Transcribe every line of the records verbatim.

Start of EXTRACTED ENTRIES

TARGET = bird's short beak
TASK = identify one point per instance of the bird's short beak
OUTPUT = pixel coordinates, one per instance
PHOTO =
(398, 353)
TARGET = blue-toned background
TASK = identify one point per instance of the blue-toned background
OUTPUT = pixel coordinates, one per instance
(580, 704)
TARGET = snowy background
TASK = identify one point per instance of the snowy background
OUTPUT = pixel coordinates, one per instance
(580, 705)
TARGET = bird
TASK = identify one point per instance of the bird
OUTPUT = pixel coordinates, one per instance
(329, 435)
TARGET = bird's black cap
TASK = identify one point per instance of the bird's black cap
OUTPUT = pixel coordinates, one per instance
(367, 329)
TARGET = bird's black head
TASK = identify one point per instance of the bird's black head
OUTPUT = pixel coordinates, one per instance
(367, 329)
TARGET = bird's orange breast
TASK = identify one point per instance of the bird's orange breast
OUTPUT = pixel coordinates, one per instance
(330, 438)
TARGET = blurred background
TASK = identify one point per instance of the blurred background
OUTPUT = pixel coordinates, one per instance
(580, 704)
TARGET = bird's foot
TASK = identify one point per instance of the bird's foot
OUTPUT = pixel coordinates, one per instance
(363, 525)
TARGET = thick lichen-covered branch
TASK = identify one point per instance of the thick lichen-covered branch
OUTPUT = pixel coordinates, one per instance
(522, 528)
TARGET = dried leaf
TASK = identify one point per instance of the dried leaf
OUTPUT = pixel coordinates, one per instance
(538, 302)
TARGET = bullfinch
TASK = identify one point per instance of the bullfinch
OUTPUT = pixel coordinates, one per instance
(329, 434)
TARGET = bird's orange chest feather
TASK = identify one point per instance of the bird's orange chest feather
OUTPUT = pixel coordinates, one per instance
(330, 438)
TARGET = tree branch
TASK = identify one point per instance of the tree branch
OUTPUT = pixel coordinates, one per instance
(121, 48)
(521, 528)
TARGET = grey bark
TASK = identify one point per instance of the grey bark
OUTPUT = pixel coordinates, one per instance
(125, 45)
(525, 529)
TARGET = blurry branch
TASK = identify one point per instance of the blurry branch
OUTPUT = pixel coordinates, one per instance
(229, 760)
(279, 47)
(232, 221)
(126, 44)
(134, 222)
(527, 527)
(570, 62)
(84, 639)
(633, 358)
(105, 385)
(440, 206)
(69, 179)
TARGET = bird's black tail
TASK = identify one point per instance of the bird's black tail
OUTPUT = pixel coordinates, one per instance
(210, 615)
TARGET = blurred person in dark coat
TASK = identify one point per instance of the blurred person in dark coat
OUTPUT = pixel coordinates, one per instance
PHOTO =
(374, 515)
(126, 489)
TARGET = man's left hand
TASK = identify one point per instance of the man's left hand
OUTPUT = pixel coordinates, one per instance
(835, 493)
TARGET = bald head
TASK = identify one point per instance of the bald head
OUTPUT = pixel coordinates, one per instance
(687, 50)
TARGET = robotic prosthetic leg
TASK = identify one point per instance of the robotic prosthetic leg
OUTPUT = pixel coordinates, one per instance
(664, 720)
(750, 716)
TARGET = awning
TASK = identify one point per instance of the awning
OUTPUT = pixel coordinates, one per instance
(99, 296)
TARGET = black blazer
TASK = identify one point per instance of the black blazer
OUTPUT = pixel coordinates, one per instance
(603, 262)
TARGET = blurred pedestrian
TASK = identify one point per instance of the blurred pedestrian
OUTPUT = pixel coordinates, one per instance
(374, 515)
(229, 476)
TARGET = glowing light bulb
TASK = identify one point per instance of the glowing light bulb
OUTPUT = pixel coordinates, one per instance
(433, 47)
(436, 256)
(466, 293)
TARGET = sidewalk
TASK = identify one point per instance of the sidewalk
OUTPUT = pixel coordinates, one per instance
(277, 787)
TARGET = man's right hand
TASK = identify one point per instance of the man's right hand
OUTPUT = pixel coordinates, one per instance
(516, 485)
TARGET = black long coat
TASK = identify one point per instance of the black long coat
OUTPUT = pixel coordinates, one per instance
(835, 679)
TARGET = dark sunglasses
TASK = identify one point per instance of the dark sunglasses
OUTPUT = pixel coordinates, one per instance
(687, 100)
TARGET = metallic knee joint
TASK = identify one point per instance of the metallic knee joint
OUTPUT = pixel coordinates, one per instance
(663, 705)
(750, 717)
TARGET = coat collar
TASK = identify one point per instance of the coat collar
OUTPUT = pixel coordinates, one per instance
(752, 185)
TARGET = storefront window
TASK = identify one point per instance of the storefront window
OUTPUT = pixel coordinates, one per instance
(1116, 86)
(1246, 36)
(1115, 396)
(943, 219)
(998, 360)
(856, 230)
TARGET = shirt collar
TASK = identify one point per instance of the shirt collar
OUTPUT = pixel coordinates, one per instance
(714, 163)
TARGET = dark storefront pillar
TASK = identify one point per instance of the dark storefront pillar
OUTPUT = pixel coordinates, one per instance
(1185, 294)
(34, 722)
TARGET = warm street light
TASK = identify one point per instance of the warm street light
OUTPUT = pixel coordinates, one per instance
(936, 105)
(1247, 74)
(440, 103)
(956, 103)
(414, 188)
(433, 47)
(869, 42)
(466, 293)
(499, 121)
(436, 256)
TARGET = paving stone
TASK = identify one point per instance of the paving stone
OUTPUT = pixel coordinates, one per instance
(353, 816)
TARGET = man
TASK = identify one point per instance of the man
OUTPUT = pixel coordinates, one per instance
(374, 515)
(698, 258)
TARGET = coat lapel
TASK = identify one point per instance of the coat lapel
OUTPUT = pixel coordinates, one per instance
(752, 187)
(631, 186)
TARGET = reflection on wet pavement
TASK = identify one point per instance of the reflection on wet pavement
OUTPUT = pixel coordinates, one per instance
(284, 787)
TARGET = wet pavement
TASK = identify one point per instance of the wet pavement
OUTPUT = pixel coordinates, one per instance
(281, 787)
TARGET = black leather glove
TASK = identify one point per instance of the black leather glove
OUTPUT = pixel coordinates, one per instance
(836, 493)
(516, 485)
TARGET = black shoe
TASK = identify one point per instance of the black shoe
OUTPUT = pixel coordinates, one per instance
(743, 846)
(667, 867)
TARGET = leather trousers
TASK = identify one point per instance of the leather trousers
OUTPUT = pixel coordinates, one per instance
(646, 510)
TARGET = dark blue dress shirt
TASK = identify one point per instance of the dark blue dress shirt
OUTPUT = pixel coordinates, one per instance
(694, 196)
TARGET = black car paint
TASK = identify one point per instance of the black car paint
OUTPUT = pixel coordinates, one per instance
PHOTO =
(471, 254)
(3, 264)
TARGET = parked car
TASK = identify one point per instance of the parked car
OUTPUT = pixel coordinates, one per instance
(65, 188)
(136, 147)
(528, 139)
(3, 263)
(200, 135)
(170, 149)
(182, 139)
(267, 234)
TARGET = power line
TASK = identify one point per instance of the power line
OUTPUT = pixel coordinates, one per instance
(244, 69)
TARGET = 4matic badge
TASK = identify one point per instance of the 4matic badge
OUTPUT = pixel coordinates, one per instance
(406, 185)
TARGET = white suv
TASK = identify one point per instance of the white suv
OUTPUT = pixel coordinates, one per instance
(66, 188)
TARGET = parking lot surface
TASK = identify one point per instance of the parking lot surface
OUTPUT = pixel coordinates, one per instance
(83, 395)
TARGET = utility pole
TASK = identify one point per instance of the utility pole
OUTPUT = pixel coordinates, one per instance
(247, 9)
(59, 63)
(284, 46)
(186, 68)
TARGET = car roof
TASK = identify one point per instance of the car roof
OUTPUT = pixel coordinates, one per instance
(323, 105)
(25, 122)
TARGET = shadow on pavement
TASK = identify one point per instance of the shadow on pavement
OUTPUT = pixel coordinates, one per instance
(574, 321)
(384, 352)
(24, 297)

End of EXTRACTED ENTRIES

RESPONSE BELOW ::
TARGET = bird's short beak
TASK = identify one point per instance of the bird's short beak
OUTPUT = pixel coordinates, one per instance
PHOTO =
(398, 353)
TARGET = blue-toned background
TASK = identify one point per instance of the blue-toned background
OUTPUT = pixel coordinates, one per instance
(580, 704)
TARGET = snowy background
TASK = identify one point per instance of the snowy background
OUTPUT = pixel coordinates, one per instance
(580, 705)
TARGET = bird
TASK = identify one point per instance of the bird
OUTPUT = pixel coordinates, one per instance
(329, 435)
TARGET = bird's black cap
TASK = identify one point per instance of the bird's black cap
OUTPUT = pixel coordinates, one per instance
(367, 329)
TARGET = bird's black head
TASK = identify one point per instance of the bird's black head
OUTPUT = pixel coordinates, one per instance
(367, 329)
TARGET = bird's orange breast
TASK = identify one point per instance of the bird's orange breast
OUTPUT = pixel coordinates, one per instance
(330, 438)
TARGET = blurred background
TASK = identify one point per instance of the blurred background
OUTPUT = pixel coordinates, one per instance
(580, 704)
TARGET = bird's foot
TASK = identify one point per instance of the bird's foot
OUTPUT = pixel coordinates, one per instance
(363, 525)
TARGET = thick lichen-covered branch
TASK = identify one point per instance of the thick lichen-covered branch
OUTPUT = pixel coordinates, one per instance
(522, 528)
TARGET = dried leaf
TASK = identify one point per instance of the dried leaf
OUTPUT = pixel coordinates, one per instance
(538, 302)
TARGET = bullfinch
TASK = identify one point per instance of the bullfinch
OUTPUT = pixel coordinates, one per instance
(329, 434)
TARGET = bird's orange chest feather
TASK = identify one point per instance of the bird's orange chest feather
OUTPUT = pixel coordinates, one per instance
(330, 438)
TARGET = tree branch
TASK = identify one point per instance of the tree branch
OUTPUT = pixel coordinates, one per instance
(121, 48)
(521, 528)
TARGET = grey bark
TASK = identify one point per instance of the grey bark
OUTPUT = pixel coordinates, one per instance
(125, 45)
(525, 529)
TARGET = blurry branch
TASK = identify one point per instance of the blurry branch
OUTPUT = pixel coordinates, one per instance
(229, 760)
(279, 47)
(232, 221)
(126, 44)
(134, 222)
(527, 527)
(570, 62)
(84, 639)
(633, 358)
(105, 385)
(440, 206)
(69, 179)
TARGET = bird's black tail
TASK = identify one point per instance of the bird's black tail
OUTPUT = pixel coordinates, one per instance
(210, 615)
TARGET = blurred person in dark coat
TASK = identify one point per instance of the blurred person in dark coat
OUTPUT = pixel coordinates, one per instance
PHOTO =
(374, 515)
(126, 489)
TARGET = man's left hand
TASK = identify one point per instance of the man's left hand
OUTPUT = pixel coordinates, one per instance
(835, 493)
TARGET = bald head
TASK = identify one point per instance of the bald head
OUTPUT = pixel coordinates, one per instance
(687, 50)
TARGET = robotic prosthetic leg
TASK = identify one point per instance of the robotic prosthetic leg
OUTPUT = pixel coordinates, one per instance
(664, 720)
(750, 716)
TARGET = awning
TASK = identify one point per instance of the awning
OUTPUT = pixel coordinates, one per instance
(99, 296)
TARGET = black blazer
TASK = identify one point per instance of the black blazer
OUTPUT = pixel coordinates, one per instance
(603, 262)
TARGET = blurred pedestrian
TASK = identify one point per instance of the blurred pedestrian
OUTPUT = pixel coordinates, one per instance
(374, 515)
(229, 476)
TARGET = glowing light bulb
TASK = identify one point per instance of the glowing light bulb
OUTPUT = pixel coordinates, one per instance
(433, 47)
(436, 256)
(466, 293)
TARGET = sidewalk
TASK = identify one point per instance of the sidewalk
OUTPUT = pixel coordinates, one per instance
(277, 787)
TARGET = man's right hand
TASK = identify one point per instance of the man's right hand
OUTPUT = pixel coordinates, one per instance
(516, 485)
TARGET = black long coat
TASK = identify one point per instance of the black long coat
OUTPUT = pixel coordinates, one per instance
(835, 679)
TARGET = dark sunglasses
TASK = identify one point per instance of the dark sunglasses
OUTPUT = pixel coordinates, one per instance
(687, 100)
TARGET = metallic knee joint
TASK = identify one point per instance of the metallic knee joint
OUTPUT = pixel coordinates, one per instance
(663, 705)
(750, 717)
TARGET = coat collar
TASK = identify one point per instance of the coat collar
OUTPUT = pixel coordinates, one per instance
(752, 185)
TARGET = storefront window
TASK = identify one point per instance of the storefront window
OUTPUT = pixel coordinates, one per instance
(1116, 86)
(1246, 36)
(1115, 396)
(943, 219)
(998, 360)
(856, 230)
TARGET = shirt collar
TASK = identify one point per instance of the shirt collar
OUTPUT = pixel coordinates, one per instance
(714, 163)
TARGET = dark storefront pillar
TASK = identify one point per instance of the dark storefront pillar
OUTPUT = pixel coordinates, one per instance
(1185, 294)
(34, 722)
TARGET = warm street light
TASK = identify one point per instance of the warm street light
OUTPUT = pixel coordinates, one per instance
(936, 105)
(1247, 74)
(440, 103)
(956, 103)
(414, 188)
(433, 47)
(869, 42)
(466, 293)
(499, 121)
(436, 256)
TARGET = paving stone
TASK = identify one point per instance of the paving stone
OUTPUT = pixel coordinates, one per instance
(353, 816)
TARGET = man
TASK = identify one point per instance of the man
OUTPUT = pixel coordinates, one per instance
(374, 515)
(698, 258)
TARGET = coat lapel
TASK = identify one point per instance of the coat lapel
OUTPUT = pixel coordinates, one per instance
(752, 187)
(631, 186)
TARGET = reflection on wet pavement
TASK = identify one point per instance of the reflection on wet pavement
OUTPUT = pixel coordinates, one per instance
(284, 787)
TARGET = wet pavement
TASK = identify one point per instance of the wet pavement
OUTPUT = pixel coordinates, one per instance
(281, 787)
TARGET = black leather glove
TASK = identify one point per instance of the black leather glove
OUTPUT = pixel coordinates, one per instance
(836, 493)
(516, 485)
TARGET = black shoe
TASK = identify one point per instance of the black shoe
OUTPUT = pixel coordinates, one per instance
(743, 846)
(667, 867)
TARGET = leather trousers
TASK = identify one point per instance of the leather trousers
OUTPUT = pixel coordinates, one per instance
(646, 510)
TARGET = dark blue dress shirt
TASK = identify one point per instance of the dark blue dress shirt
OUTPUT = pixel coordinates, one per instance
(694, 196)
TARGET = black car paint
TASK = identify one point per instance of the black car paint
OUTPUT = pixel coordinates, one per instance
PHOTO =
(471, 254)
(3, 264)
TARGET = parked car
TASK = identify one point per instance of the parked car
OUTPUT = pixel coordinates, one per instance
(65, 188)
(136, 147)
(528, 139)
(3, 263)
(200, 135)
(170, 149)
(182, 139)
(267, 234)
TARGET = power line
TASK = identify one point per instance of the power line
OUTPUT = pixel coordinates, one per instance
(244, 69)
TARGET = 4matic badge
TASK = identify one point per instance of the 4matic badge
OUTPUT = pixel coordinates, one per instance
(406, 185)
TARGET = white suv
TASK = identify one point per instance of the white suv
OUTPUT = pixel coordinates, one per instance
(66, 188)
TARGET = parking lot surface
TASK = identify one point per instance of the parking lot surface
OUTPUT = pixel coordinates, one per instance
(83, 395)
TARGET = utility pole
TASK = identify one point per instance of the utility pole
OUTPUT = pixel coordinates, one per instance
(247, 9)
(59, 63)
(284, 46)
(186, 68)
TARGET = car roof
TASK = identify one point per instance of the car roof
OUTPUT = pixel coordinates, one per instance
(323, 105)
(25, 122)
TARGET = shadow on pavement
TASK = identify one point per instance of the shadow on pavement
OUTPUT = pixel coordinates, one per instance
(574, 321)
(384, 352)
(24, 297)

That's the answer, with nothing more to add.